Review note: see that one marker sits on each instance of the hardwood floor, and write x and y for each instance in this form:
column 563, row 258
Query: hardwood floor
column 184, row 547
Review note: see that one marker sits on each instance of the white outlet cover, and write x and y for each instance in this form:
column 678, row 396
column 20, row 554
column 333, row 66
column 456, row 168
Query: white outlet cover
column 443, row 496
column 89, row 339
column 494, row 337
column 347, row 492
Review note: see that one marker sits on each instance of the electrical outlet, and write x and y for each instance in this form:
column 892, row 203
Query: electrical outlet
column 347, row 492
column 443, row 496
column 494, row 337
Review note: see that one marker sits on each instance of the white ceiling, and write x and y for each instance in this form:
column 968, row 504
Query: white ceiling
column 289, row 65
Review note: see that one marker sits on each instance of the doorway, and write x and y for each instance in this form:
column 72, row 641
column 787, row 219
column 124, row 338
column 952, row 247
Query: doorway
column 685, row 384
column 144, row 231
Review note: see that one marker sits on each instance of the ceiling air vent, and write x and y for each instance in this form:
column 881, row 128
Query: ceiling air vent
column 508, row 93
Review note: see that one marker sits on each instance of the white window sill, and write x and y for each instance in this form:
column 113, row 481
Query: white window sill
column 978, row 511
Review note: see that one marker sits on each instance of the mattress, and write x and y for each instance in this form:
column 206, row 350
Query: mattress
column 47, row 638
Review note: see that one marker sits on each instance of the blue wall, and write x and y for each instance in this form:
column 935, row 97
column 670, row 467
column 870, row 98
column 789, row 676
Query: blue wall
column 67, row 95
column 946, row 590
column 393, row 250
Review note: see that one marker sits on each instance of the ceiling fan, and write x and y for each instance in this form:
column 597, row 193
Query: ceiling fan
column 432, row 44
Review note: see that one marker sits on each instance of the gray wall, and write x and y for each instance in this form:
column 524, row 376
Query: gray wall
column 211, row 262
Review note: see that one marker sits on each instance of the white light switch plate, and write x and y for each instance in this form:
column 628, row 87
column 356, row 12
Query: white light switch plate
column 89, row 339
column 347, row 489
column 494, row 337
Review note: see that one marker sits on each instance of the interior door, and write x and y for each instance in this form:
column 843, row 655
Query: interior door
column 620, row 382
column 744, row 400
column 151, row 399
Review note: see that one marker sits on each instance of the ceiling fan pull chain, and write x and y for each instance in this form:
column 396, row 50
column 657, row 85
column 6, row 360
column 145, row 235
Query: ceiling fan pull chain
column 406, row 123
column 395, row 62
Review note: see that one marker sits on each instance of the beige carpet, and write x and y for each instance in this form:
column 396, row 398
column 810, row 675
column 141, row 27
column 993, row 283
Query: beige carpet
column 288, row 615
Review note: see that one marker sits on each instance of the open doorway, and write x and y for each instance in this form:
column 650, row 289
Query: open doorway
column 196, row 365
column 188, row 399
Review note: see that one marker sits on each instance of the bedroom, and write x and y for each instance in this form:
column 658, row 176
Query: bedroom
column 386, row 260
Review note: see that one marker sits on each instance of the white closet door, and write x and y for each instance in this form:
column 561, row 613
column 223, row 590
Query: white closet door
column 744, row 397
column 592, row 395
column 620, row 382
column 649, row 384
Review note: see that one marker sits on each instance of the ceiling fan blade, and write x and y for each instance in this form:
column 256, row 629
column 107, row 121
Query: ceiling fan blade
+===+
* Your objective *
Reproduce the records verbatim, starting at the line that contains "the doorway, and" and ending at the line that contains "column 144, row 231", with both of those lines included.

* Worked solution *
Review note: see that one marker sits on each instance of the doorway, and write x and y for each instance in this form:
column 72, row 641
column 787, row 219
column 124, row 338
column 952, row 247
Query: doorway
column 685, row 384
column 144, row 231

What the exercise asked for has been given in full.